*Work required*
In the records below, please retype word for word every line from the one containing "Can you see the wooden" through the final one, both included, and nothing else.

(Beginning of Dataset extract)

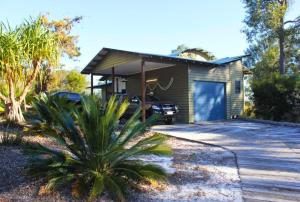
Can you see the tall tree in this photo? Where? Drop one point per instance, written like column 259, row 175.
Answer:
column 192, row 53
column 266, row 19
column 67, row 42
column 23, row 50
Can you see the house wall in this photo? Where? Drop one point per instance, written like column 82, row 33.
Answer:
column 177, row 93
column 237, row 100
column 228, row 75
column 215, row 74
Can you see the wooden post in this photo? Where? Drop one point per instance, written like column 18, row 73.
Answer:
column 143, row 91
column 113, row 79
column 92, row 84
column 106, row 87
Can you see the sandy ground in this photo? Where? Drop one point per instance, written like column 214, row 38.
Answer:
column 196, row 173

(End of Dataset extract)

*Solution to this problem*
Can you see the wooden post in this photo? Where? Drop one point per instance, written like column 18, row 73.
Answer:
column 143, row 91
column 113, row 79
column 92, row 84
column 106, row 87
Can you see the sandy ground in this photo? Where? Drop one point per instance, written like column 214, row 38.
Answer:
column 196, row 173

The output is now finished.